WHAT IS NEEDED
Rewrite the items below, replacing every "a point for each instance" with "one point per instance". Leave all other text unchanged.
:: SOURCE MATERIAL ::
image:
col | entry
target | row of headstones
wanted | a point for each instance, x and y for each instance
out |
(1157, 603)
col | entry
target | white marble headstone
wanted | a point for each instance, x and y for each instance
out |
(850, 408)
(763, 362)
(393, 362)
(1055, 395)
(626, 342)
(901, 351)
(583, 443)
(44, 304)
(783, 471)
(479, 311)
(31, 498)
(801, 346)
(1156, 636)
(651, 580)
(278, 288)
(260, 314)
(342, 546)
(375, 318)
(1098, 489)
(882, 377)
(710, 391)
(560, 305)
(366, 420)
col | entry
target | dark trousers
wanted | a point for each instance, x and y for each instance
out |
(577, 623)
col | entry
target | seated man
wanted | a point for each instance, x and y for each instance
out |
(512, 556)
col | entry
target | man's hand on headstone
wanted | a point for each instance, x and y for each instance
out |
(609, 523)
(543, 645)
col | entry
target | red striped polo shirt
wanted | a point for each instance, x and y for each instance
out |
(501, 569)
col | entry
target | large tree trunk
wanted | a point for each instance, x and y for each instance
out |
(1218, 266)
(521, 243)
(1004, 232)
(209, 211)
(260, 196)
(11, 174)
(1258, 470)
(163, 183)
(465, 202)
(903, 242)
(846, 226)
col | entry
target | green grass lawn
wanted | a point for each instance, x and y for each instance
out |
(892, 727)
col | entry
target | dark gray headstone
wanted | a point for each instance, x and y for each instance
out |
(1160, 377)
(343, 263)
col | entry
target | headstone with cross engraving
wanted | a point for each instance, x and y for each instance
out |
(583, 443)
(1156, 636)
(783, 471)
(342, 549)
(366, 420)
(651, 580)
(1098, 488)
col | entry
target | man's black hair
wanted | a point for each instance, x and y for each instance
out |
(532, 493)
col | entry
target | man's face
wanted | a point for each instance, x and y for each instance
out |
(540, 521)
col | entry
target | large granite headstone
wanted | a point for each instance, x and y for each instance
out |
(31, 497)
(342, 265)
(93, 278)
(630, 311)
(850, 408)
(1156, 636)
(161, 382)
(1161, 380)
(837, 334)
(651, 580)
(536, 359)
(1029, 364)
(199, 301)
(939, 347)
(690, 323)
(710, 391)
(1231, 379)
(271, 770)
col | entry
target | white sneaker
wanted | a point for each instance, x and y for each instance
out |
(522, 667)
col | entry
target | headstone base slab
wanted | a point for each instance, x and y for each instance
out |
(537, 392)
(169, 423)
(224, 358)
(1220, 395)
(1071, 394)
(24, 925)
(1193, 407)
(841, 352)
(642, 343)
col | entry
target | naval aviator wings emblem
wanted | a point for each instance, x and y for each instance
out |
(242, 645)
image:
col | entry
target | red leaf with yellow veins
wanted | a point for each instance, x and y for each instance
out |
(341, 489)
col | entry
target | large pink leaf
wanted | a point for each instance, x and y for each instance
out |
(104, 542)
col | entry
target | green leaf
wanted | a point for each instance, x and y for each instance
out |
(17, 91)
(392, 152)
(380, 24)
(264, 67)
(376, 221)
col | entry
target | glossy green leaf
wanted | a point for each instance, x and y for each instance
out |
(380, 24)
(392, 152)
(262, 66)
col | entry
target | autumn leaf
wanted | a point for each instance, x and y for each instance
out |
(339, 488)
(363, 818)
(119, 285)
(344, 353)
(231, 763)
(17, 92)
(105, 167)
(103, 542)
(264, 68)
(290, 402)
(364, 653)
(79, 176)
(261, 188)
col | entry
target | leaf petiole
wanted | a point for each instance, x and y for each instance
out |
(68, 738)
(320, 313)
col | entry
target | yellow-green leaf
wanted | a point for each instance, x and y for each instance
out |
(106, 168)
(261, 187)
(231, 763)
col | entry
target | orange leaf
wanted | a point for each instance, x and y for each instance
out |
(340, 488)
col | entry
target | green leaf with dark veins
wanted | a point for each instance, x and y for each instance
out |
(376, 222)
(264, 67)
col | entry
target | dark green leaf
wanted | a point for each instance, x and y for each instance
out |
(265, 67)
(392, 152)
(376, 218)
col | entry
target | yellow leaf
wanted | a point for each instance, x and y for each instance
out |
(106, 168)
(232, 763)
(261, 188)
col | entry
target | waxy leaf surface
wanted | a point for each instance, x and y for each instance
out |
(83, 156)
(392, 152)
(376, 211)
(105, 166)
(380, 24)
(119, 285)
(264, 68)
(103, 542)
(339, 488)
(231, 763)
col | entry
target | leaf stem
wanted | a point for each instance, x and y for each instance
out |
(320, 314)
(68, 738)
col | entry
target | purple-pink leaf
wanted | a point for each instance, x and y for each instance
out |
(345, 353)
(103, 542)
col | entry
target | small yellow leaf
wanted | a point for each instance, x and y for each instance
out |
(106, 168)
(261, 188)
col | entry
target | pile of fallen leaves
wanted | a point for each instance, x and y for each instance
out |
:::
EXERCISE RESULT
image:
col | entry
target | row of headstones
wanted | one point per instance, x and y for each instance
out |
(1157, 603)
col | entry
target | white marble headstone
wanted | one point per instance, x and y for each instance
out |
(850, 408)
(763, 362)
(393, 362)
(1055, 395)
(626, 342)
(901, 351)
(583, 443)
(44, 304)
(783, 471)
(479, 311)
(31, 498)
(801, 346)
(1156, 636)
(651, 580)
(278, 288)
(260, 314)
(342, 546)
(375, 318)
(1098, 489)
(882, 377)
(710, 391)
(560, 305)
(366, 420)
col | entry
target | dark trousers
wanted | one point per instance, x and y for each instance
out |
(577, 623)
col | entry
target | seated man
wanted | one point per instance, x and y for each instance
out |
(512, 556)
col | entry
target | man's hand on headstone
wanted | one point per instance, x and y for each instance
out |
(609, 523)
(543, 645)
col | entry
target | red striped polo shirt
wanted | one point per instance, x and y for each instance
out |
(501, 569)
col | entry
target | large tree trunk
wanted | one point per instance, x and y for each instance
out |
(1218, 266)
(521, 243)
(1004, 232)
(209, 211)
(260, 196)
(11, 174)
(1258, 470)
(163, 183)
(465, 202)
(903, 242)
(846, 226)
col | entry
target | green grass lawn
wanted | one point per instance, x and y for each instance
out |
(892, 727)
col | entry
target | dark gray headstone
wanted | one point per instance, x and y for each instance
out |
(1160, 377)
(343, 263)
col | entry
target | headstone with cross engraving
wanted | one point per instance, x and y for each instance
out |
(583, 443)
(1156, 636)
(783, 471)
(342, 549)
(366, 420)
(651, 580)
(1098, 488)
col | entry
target | man's black hair
wanted | one point per instance, x and y for each instance
out |
(532, 493)
col | entry
target | man's face
wanted | one point per instance, x and y for each instance
out |
(540, 521)
col | entry
target | large granite headstone
wanted | one point per instance, x and y for each instance
out |
(31, 497)
(342, 265)
(93, 278)
(630, 311)
(850, 408)
(1156, 636)
(161, 382)
(1161, 380)
(837, 334)
(651, 580)
(536, 359)
(1029, 364)
(199, 301)
(939, 347)
(690, 323)
(710, 391)
(1231, 379)
(271, 770)
col | entry
target | white sneaker
wanted | one point per instance, x and y for each instance
out |
(522, 667)
col | entry
target | headstone base slab
wanted | one point per instance, x and y for each instance
out |
(537, 392)
(169, 423)
(224, 358)
(1220, 395)
(1071, 394)
(24, 925)
(1193, 407)
(841, 352)
(642, 343)
col | entry
target | naval aviator wings emblem
wanted | one point per instance, x and y for each instance
out |
(242, 645)
image:
col | entry
target | red leaf with yellow veins
wanted | one point per instance, x and y for each instance
out |
(341, 489)
col | entry
target | large pink leaf
wanted | one point per instance, x and y for each instance
out |
(104, 542)
col | entry
target | green leaf
wanted | one point per instance, x and y for each instance
out |
(17, 91)
(392, 152)
(380, 24)
(264, 67)
(376, 221)
col | entry
target | glossy green leaf
wanted | one point per instance, x and y for each instance
out |
(380, 24)
(392, 152)
(262, 66)
col | entry
target | autumn leaf
wanted | one point per instance, x and y for each instance
out |
(339, 488)
(363, 818)
(119, 285)
(344, 353)
(231, 763)
(17, 92)
(105, 167)
(103, 542)
(264, 68)
(290, 402)
(364, 653)
(79, 176)
(261, 188)
col | entry
target | leaf petiole
wanted | one point per instance, x and y for each instance
out |
(68, 738)
(320, 313)
col | entry
target | yellow-green leaf
wanted | one point per instance, x and y for each instance
out |
(106, 168)
(261, 187)
(231, 763)
col | entry
target | orange leaf
wanted | one point per instance, x and y for each instance
out |
(340, 488)
col | entry
target | green leaf with dark veins
wanted | one point per instance, x and y for each instance
out |
(376, 222)
(264, 67)
col | entry
target | dark green leaf
wanted | one point per instance, x and y for each instance
out |
(265, 67)
(392, 152)
(376, 218)
col | entry
target | yellow leaf
wanted | one point per instance, x and y for each instance
out |
(106, 168)
(232, 763)
(261, 188)
col | entry
target | waxy leaf surface
wanted | one point per instance, x and y for each instance
out |
(83, 156)
(392, 152)
(376, 211)
(105, 166)
(380, 24)
(119, 285)
(264, 68)
(103, 542)
(339, 488)
(231, 763)
col | entry
target | leaf stem
wanted | one point per instance, x and y for each instance
out |
(320, 314)
(68, 738)
col | entry
target | purple-pink leaf
wanted | one point per instance, x and y for each instance
out |
(345, 353)
(103, 542)
col | entry
target | small yellow leaf
wanted | one point per instance, x and y for each instance
out |
(106, 168)
(261, 188)
col | entry
target | pile of fallen leaves
wanted | one point per instance, x and y for each instance
out |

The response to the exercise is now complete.